* Excerpted passage:
================================

# Testing out the ID algoritihm of Bhaskara et al.
Stephen Becker, March 6 2023

"Residual Based Sampling for Online Low Rank Approximation", by Aditya Bhaskara, Silvio Lattanzi, Sergei Vassilvitskii and Morteza Zadimoghaddam. FOCS, 2019

In [1]:
import numpy as np
import matplotlib.pyplot as plt
import time
import h5py
from numpy.random import default_rng
import scipy.linalg as sli
import scipy.io as sio

%reload_ext autoreload
%autoreload 2
import rID

We'll make a Python "class" for stored columns for the ID.  You can add columns to the class (and their index), and the class will maintain a QR decomposition of the columns

This particular class has three "lengths" associated with it:
1. `k_max` is the maximum number of columns
2. `k_current` is the current number of columns that have been added to it
3. `k_previous` <= `k_current` is the number of columns in the "previous" set (using Bhaskara et al.'s notation). By default, projection is done with respect to the "previous" set
    - Calling the method `.mergePreviousWithCurrent()` will include *all* the columns into the "previous" set

In [198]:
class stored_columns:
    def __init__(self, k = np.Inf):
        self.indices = []   # indices of the columns; of size k_current
        self.k_max   = k    # upper limit on # of columns
        self.k_current  = 0
        self.k_previous = 0 # <= k_current
        self.columns = []   # the columns
        self.Q = []         # orthonormal version of the columns
    def mergePreviousWithCurrent(self):
        self.k_previous = self.k_current

    def addColumn(self, newCol, newInd):
        """ adds a column (and its index) to the set"""
        if self.k_current >= self.k_max:
            # do nothing. Should we give a warning??
            return
        elif self.k_current == 0:
            # No need to orthogonalize it since nothing yet in the set. Just normalize it
            self.columns = np.reshape(newCol, (-1,1) ) # ensure it is column vector of size (n,1), not size (n,)

================================

* Supplied material:

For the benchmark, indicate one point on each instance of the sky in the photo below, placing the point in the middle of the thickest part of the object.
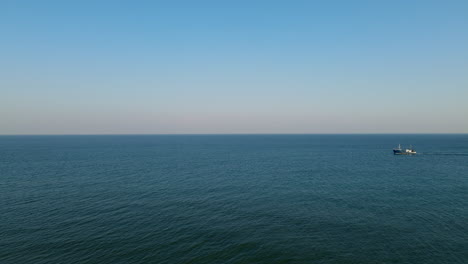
(202, 67)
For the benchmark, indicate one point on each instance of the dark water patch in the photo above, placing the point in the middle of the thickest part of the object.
(233, 199)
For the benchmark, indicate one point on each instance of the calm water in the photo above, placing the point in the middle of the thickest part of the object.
(233, 199)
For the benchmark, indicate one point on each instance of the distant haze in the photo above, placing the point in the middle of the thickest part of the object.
(183, 67)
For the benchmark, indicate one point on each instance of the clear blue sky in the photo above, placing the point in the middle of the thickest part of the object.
(105, 67)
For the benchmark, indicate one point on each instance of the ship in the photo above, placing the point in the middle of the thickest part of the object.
(400, 151)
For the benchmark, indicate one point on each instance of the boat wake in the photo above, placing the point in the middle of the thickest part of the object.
(444, 153)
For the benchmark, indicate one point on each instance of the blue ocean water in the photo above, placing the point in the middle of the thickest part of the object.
(233, 199)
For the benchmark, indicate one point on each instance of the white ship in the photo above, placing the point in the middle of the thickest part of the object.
(400, 151)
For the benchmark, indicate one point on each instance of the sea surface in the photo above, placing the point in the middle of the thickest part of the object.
(233, 199)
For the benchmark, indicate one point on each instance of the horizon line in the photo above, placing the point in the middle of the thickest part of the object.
(234, 134)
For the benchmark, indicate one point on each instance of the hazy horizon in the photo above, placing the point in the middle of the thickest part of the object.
(243, 67)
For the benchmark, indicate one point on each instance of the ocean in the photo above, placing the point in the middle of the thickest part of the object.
(233, 199)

================================

* Tasks for this exercise:
• A. In the notebook on the ID algorithm, shorten the paragraph that begins "We'll make a Python "class"" into a single sentence that keeps its main facts.
• B. Carry on the notebook on the ID algorithm from the point where it stops.
The rows are separate material and have nothing to do with the notebook on the ID algorithm.

* Task results:
• A. A Python class will hold stored columns for the ID, letting you add columns with their indices while it keeps a QR decomposition of them.

• B.
            self.Q = np.reshape( newCol / sli.norm(newCol), (-1,1) )
        else:
            # Update QR: orthogonalize x <- x - QQ'x, and then normalize
            q            = newCol - self.project(newCol, full=True)
            self.Q       = np.column_stack( (self.Q, q/sli.norm(q)) )
            self.columns = np.column_stack( (self.columns, newCol ) )
        self.indices.append( newInd )
        self.k_current += 1
    
    # Todo: allow adding multiple columns at once: do X - project, then do QR 
    # Todo: allow a re-orthogonalization routine to account for loss in precision
    
    def project(self, X, justQtX = False, full=False):
        """ Projects X into the range of chosen columns 
        Implicitly restricts to just "k_previous"
        This does Q*Q'*X, but if justQtX is True, then does Q'*X (saves some time if you just need the Euclidean norm)
        """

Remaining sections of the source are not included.